ACTIVITY:
The output is the line holding "Shelf-audit task: drop a dot on every instance of the blue" and all lines after it to the end of the records below; restate them unchanged and add nothing.
━━━━━━━━━━━━━━━━━━━━━━━━━━━━━━
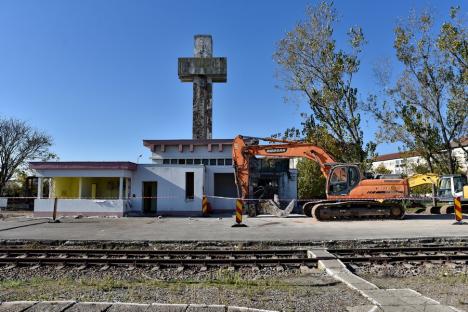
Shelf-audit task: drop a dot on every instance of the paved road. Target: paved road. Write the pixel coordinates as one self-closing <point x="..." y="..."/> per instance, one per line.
<point x="260" y="228"/>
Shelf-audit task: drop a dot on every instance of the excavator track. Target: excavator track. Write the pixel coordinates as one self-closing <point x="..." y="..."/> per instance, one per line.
<point x="351" y="210"/>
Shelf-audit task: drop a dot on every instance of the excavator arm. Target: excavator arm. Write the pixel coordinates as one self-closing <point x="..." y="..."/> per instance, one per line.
<point x="244" y="148"/>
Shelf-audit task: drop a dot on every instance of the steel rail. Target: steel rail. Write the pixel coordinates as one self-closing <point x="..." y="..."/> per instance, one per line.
<point x="127" y="252"/>
<point x="169" y="262"/>
<point x="404" y="258"/>
<point x="399" y="249"/>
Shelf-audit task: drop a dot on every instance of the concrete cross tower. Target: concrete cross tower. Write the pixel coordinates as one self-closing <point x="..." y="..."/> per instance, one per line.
<point x="203" y="69"/>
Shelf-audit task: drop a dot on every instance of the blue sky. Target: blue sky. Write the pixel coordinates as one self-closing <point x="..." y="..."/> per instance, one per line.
<point x="100" y="76"/>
━━━━━━━━━━━━━━━━━━━━━━━━━━━━━━
WRITTEN REPLY:
Shelf-audit task: drop a dot on every instance of the blue sky. Target: blue sky. Write the pixel coordinates as one self-closing <point x="..." y="..."/> per instance, one per line.
<point x="100" y="76"/>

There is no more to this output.